**Instructions for the task:** Rewrite every line of the listing below as a numbered list, skipping blank lines. Leave the pictures out of your answer.

**Records from a point labeling set:**
>> begin

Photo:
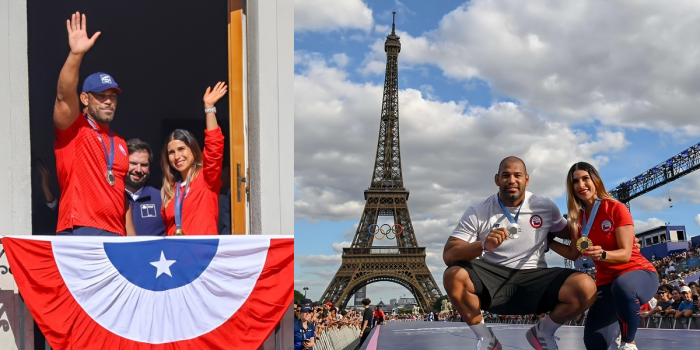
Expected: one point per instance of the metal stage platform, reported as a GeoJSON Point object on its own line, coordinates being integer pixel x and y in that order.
{"type": "Point", "coordinates": [453, 335]}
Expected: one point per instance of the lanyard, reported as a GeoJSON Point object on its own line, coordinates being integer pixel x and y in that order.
{"type": "Point", "coordinates": [513, 220]}
{"type": "Point", "coordinates": [109, 157]}
{"type": "Point", "coordinates": [178, 203]}
{"type": "Point", "coordinates": [587, 225]}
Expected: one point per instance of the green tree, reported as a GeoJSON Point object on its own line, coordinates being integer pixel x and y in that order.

>> end

**Reply to the exercise:**
1. Photo:
2. Expected: one point per instance of the metal stage platform, reported as a GeoJSON Point object on its own line, coordinates being integer pixel x and y in that order.
3. {"type": "Point", "coordinates": [453, 335]}
4. Expected: one point per instance of the lanyard, reported as a GeoJSON Point object on its own line, coordinates being integer pixel x and y in that order.
5. {"type": "Point", "coordinates": [513, 220]}
6. {"type": "Point", "coordinates": [109, 157]}
7. {"type": "Point", "coordinates": [178, 203]}
8. {"type": "Point", "coordinates": [587, 225]}
9. Expected: one point per instance of the green tree, reported as a GeoJSON Point object on its own line, coordinates being integer pixel x and y in that order.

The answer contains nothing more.